*EXERCISE BRIEF*: Starting from the line containing "Every instance gets a single point. Point out the knot", write out the rest of the entries exactly, through the final line, including nothing else.

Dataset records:
****

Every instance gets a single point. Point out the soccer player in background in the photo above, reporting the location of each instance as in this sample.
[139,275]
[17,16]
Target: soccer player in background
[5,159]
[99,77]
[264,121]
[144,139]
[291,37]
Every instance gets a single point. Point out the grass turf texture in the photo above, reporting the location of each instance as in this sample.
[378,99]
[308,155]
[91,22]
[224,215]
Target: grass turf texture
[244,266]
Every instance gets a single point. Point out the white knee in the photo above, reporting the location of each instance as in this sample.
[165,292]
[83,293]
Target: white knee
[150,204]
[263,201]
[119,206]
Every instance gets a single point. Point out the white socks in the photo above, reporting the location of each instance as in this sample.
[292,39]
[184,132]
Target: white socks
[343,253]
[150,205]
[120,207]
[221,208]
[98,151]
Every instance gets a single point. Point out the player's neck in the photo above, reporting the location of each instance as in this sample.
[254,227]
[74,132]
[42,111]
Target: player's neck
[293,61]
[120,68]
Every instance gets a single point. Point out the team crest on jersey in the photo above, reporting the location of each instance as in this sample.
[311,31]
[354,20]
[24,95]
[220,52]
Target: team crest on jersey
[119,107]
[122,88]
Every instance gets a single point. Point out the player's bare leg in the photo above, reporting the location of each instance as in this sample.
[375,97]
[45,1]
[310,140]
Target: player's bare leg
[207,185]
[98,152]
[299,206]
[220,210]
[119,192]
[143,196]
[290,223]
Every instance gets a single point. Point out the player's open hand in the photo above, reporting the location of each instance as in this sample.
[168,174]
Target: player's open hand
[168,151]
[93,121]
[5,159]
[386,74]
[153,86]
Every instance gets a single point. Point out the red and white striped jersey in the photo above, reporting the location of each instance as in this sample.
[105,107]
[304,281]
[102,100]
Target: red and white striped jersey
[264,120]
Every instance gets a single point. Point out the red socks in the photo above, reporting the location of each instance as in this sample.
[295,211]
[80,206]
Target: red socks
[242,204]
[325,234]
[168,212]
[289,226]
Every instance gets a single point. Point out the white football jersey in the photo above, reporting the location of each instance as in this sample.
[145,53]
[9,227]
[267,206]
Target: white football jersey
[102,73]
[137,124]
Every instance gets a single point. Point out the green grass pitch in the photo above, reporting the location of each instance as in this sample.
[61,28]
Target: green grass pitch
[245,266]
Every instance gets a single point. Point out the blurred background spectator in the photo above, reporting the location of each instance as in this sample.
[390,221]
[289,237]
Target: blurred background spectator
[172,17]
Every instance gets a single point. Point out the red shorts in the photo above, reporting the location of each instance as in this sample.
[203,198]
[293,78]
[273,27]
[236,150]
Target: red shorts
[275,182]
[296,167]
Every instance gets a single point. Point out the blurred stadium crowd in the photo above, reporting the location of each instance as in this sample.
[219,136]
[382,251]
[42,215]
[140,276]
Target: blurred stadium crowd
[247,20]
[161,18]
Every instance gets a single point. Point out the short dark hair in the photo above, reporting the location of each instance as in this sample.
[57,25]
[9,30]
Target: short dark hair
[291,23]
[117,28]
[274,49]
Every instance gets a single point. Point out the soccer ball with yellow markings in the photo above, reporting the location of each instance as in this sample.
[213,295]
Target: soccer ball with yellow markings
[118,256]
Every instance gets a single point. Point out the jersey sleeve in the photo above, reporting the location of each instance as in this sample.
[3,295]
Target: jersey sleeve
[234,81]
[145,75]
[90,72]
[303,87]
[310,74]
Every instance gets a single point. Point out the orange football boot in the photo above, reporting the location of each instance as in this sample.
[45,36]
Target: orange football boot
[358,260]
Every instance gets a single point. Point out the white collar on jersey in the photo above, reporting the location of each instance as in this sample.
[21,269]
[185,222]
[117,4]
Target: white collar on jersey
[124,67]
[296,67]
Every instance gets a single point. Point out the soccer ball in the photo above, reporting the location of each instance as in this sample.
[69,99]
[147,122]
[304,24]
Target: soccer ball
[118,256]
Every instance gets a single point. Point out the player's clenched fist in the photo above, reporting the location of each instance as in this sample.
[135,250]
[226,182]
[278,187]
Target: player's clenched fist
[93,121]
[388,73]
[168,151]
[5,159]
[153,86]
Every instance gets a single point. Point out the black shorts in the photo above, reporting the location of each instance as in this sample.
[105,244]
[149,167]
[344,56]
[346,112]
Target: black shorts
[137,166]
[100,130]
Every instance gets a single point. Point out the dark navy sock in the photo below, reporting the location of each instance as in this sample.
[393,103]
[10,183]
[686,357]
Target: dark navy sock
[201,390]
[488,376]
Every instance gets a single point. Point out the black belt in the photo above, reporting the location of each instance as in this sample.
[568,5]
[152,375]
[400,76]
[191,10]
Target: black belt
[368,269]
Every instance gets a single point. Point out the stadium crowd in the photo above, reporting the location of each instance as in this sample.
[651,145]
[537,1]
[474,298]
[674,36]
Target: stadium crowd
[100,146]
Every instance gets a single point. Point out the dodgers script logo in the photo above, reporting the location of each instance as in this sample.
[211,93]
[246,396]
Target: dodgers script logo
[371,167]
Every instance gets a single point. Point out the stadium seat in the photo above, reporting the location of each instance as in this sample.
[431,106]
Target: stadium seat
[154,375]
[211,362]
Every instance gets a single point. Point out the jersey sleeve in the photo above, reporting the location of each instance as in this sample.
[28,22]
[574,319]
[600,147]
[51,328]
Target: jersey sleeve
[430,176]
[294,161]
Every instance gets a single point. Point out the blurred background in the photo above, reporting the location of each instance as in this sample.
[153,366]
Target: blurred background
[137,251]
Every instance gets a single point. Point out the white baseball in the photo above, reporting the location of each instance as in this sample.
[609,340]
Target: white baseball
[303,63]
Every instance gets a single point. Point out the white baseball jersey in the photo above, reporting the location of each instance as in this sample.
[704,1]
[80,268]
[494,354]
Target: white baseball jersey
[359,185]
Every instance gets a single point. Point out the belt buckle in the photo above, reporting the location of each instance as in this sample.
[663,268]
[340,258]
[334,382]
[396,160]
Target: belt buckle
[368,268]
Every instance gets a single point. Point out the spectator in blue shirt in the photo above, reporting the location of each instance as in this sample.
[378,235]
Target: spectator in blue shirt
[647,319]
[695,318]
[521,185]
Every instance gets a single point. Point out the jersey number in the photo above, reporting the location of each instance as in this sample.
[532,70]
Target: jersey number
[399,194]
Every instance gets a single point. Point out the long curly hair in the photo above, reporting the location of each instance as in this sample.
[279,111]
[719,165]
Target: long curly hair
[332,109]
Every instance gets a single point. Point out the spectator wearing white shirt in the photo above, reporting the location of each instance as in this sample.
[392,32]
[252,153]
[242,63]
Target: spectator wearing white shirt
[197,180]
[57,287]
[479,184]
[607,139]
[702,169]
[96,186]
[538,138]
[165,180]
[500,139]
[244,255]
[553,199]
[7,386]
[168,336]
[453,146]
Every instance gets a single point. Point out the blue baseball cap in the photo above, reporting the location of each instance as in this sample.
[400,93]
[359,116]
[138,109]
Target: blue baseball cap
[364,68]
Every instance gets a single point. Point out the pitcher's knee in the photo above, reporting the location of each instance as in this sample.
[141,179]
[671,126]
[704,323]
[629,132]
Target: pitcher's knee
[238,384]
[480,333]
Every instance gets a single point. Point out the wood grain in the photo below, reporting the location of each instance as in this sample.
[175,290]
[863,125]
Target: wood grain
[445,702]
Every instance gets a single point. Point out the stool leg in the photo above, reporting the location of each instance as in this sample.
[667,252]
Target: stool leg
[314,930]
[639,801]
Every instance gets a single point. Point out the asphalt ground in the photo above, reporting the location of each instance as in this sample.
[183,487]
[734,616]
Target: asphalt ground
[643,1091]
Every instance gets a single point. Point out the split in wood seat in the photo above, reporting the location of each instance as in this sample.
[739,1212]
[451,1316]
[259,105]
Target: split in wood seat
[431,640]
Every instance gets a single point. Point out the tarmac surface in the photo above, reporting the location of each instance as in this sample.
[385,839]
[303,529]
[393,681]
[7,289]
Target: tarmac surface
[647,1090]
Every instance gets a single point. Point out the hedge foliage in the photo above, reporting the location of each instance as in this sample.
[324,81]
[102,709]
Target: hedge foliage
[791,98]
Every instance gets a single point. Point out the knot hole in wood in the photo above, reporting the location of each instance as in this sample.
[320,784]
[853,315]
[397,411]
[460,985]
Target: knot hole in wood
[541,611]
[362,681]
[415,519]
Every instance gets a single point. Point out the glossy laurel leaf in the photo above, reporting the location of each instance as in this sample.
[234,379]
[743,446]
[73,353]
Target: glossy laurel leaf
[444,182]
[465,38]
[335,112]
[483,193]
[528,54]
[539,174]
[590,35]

****

*RIGHT ANSWER*:
Every instance gets a single point. Point out the knot hole in wood in the photo above, reporting the location of each instance as in this sample.
[320,784]
[853,315]
[397,411]
[460,985]
Target: knot hole in wood
[541,611]
[362,681]
[415,519]
Every instance gets a single point. Point out the glossy laurel leaf in the photo above, reporting the location of each instance as in this sample.
[234,379]
[743,446]
[73,353]
Target: glossy laurel leaf
[444,182]
[465,38]
[335,112]
[483,193]
[528,54]
[539,174]
[590,35]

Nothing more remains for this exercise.